** start **
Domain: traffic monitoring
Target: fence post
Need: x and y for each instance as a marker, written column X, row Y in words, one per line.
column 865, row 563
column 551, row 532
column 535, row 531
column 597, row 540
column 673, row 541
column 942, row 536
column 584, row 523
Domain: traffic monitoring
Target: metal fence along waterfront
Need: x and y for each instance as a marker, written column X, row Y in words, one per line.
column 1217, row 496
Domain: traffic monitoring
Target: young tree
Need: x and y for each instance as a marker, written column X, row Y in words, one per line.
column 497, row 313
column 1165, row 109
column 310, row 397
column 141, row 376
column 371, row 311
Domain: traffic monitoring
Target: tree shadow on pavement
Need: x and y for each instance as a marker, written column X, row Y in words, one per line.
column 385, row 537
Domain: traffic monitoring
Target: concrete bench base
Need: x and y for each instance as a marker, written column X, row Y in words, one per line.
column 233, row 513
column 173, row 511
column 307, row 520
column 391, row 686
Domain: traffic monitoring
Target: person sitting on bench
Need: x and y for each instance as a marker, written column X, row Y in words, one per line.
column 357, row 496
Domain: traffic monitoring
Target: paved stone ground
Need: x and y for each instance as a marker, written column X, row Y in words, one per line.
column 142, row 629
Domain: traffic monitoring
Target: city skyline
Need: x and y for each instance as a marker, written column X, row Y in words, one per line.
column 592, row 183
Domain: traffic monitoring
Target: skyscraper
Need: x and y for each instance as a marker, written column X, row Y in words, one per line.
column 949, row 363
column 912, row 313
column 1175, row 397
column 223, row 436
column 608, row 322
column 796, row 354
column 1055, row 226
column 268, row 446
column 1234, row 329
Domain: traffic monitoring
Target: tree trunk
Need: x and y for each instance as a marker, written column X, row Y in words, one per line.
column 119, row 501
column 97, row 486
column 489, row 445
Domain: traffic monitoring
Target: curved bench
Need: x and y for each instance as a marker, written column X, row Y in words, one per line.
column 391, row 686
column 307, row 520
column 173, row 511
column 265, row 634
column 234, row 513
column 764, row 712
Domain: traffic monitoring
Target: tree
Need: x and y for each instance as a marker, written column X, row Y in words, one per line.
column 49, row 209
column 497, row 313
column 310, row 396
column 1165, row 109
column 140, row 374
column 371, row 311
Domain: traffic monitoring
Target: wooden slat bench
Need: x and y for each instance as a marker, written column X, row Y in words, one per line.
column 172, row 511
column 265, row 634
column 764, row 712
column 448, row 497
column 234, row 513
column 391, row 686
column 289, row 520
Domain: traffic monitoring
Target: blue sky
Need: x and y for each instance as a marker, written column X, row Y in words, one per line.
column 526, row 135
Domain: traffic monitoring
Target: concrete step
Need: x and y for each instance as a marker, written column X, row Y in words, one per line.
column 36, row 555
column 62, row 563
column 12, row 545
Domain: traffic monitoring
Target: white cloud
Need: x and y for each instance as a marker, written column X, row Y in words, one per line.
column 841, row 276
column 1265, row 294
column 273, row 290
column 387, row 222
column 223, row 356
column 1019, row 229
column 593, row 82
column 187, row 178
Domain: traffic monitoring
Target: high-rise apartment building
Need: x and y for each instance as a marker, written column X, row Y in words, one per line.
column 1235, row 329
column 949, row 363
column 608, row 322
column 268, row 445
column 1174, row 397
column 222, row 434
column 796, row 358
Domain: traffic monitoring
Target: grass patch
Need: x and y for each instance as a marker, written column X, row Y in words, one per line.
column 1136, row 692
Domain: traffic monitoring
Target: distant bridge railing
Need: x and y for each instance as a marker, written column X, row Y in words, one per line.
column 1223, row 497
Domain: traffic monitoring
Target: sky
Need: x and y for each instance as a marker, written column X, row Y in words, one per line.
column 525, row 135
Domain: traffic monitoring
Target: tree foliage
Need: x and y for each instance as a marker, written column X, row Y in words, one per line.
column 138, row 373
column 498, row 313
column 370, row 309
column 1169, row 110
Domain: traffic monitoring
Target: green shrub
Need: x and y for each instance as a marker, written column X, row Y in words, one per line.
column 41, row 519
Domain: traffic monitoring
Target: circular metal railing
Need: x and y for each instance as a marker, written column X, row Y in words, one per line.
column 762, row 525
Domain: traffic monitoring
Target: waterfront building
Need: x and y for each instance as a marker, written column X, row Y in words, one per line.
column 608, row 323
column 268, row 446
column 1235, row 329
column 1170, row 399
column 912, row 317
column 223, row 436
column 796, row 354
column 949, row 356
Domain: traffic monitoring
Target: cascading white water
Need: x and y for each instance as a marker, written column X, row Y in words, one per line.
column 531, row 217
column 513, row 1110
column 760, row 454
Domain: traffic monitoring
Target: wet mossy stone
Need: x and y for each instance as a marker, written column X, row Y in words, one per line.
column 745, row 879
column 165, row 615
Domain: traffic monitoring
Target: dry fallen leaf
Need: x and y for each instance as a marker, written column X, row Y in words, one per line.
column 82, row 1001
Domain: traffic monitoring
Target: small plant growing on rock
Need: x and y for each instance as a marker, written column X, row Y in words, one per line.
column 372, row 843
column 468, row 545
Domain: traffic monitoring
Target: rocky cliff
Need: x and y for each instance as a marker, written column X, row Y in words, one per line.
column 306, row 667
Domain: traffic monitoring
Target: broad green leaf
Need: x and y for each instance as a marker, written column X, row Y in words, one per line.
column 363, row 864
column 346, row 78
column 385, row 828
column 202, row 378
** end **
What to produce: Using the data above, reproduce every line exactly.

Result below:
Domain: traffic monitoring
Target: fence post
Need: x and y for each instance as a marker, written column X, row Y in words, one per line.
column 865, row 563
column 551, row 532
column 535, row 531
column 597, row 540
column 673, row 541
column 942, row 536
column 584, row 523
Domain: traffic monitoring
Target: metal fence along waterfront
Need: x and y for each instance as a marker, written column X, row Y in words, one per line.
column 1217, row 496
Domain: traffic monitoring
Target: young tree
Need: x and y for each instance as a marker, written column X, row Y in words, one per line.
column 497, row 313
column 1165, row 109
column 310, row 397
column 141, row 376
column 371, row 311
Domain: traffic monitoring
Target: tree shadow on pavement
Need: x and y for each instance as a marker, written column X, row Y in words, one per line.
column 385, row 537
Domain: traffic monitoring
Target: concrete bench base
Need: x and y for each instance as a marker, written column X, row Y in words, one per line.
column 233, row 513
column 173, row 511
column 307, row 520
column 391, row 686
Domain: traffic monitoring
Target: person sitting on bench
Need: x and y for each instance as a marker, written column X, row Y in words, one per line.
column 357, row 496
Domain: traffic monitoring
Target: paved stone ground
Need: x and y for each instance as a marker, written column X, row Y in words, one per line.
column 142, row 629
Domain: traffic monitoring
Target: city skyline
Need: x and y for each instance as a marker, written column X, row Y in words, one per line.
column 592, row 183
Domain: traffic monitoring
Target: skyscraper
Need: x and y for each instance as a marker, written column X, row Y in words, one per line.
column 949, row 363
column 912, row 313
column 1175, row 397
column 223, row 436
column 608, row 322
column 796, row 354
column 1055, row 226
column 268, row 446
column 1234, row 329
Domain: traffic monitoring
Target: tree trunk
Need: x and y for each instance as a marker, written column X, row Y in words, one per line.
column 119, row 501
column 97, row 486
column 489, row 445
Domain: traffic monitoring
Target: curved bench
Need: x and y for each instance as a marker, written column X, row Y in words, one per line.
column 391, row 686
column 307, row 520
column 173, row 511
column 265, row 634
column 234, row 513
column 764, row 712
Domain: traffic monitoring
Target: tree
Need: x and y for each instance as a marker, written column X, row Y in words, one per line.
column 49, row 209
column 497, row 313
column 310, row 396
column 1165, row 109
column 140, row 374
column 371, row 311
Domain: traffic monitoring
Target: wooden slat bench
Need: x and y for each instance as a marker, written column X, row Y in words, one per line.
column 172, row 511
column 265, row 634
column 764, row 712
column 448, row 497
column 234, row 513
column 391, row 686
column 289, row 520
Domain: traffic monitoring
Target: blue sky
Need: x and y for each instance as a marker, written column X, row Y in words, one per line.
column 526, row 135
Domain: traffic monitoring
Target: concrete step
Need: x and y for each instance as a marker, written column X, row Y in words, one per line.
column 36, row 555
column 62, row 563
column 12, row 545
Domain: traffic monitoring
Target: white cloud
Need: x and y for each instance as a marker, written column X, row Y in words, one per line.
column 841, row 276
column 1265, row 294
column 273, row 290
column 387, row 222
column 223, row 356
column 1019, row 229
column 593, row 82
column 187, row 178
Domain: traffic monitoring
Target: high-rise apartment building
Need: x and y for each instance as a marker, written column X, row Y in words, one per line.
column 1235, row 329
column 949, row 363
column 608, row 322
column 268, row 445
column 1174, row 397
column 222, row 434
column 796, row 358
Domain: traffic monitoring
Target: grass patch
Need: x and y for each instance as a marker, written column X, row Y in words, one per line.
column 1136, row 692
Domain: traffic monitoring
Target: distant bridge railing
Need: x and y for each instance as a marker, written column X, row Y in words, one per line.
column 1223, row 497
Domain: traffic monitoring
Target: sky
Need: x and y for each instance as a marker, written column X, row Y in words, one per line.
column 525, row 135
Domain: traffic monitoring
Target: tree foliage
Need: x and y for each instance as a marker, written column X, row Y in words, one per line.
column 138, row 373
column 498, row 313
column 370, row 309
column 1169, row 110
Domain: traffic monitoring
Target: green shrub
Need: x and y for each instance as a marker, written column X, row Y in words, one per line.
column 41, row 519
Domain: traffic monitoring
Target: circular metal railing
Need: x and y for each instance as a marker, written column X, row Y in words, one per line.
column 762, row 525
Domain: traffic monitoring
Target: waterfront building
Need: x and y for each instance as a marker, written column X, row Y in words, one per line.
column 608, row 323
column 268, row 446
column 1235, row 329
column 1170, row 399
column 912, row 317
column 223, row 436
column 796, row 354
column 949, row 356
Domain: traffic monitoring
Target: cascading white water
Need: x and y for each instance as a marker, written column X, row Y in words, one per line.
column 531, row 217
column 513, row 1110
column 760, row 454
Domain: traffic monitoring
Target: wet mossy stone
Need: x and y for each instance as a marker, written column X, row Y in words, one per line.
column 745, row 879
column 165, row 615
Domain: traffic monitoring
Target: dry fallen leaf
Need: x and y for each instance as a marker, written column X, row Y in words, one per line.
column 82, row 1001
Domain: traffic monitoring
Target: small plant growing on rock
Need: x and y for each instance as a marker, written column X, row Y in words, one per line.
column 372, row 843
column 468, row 545
Domain: traffic monitoring
Target: rocky cliff
Need: x and y for each instance as a marker, written column X, row Y in words, one per line.
column 306, row 667
Domain: traffic monitoring
Target: broad green leaf
Need: x and y for each instance as a marker, written column X, row Y in words, one per line.
column 363, row 864
column 346, row 78
column 385, row 828
column 202, row 378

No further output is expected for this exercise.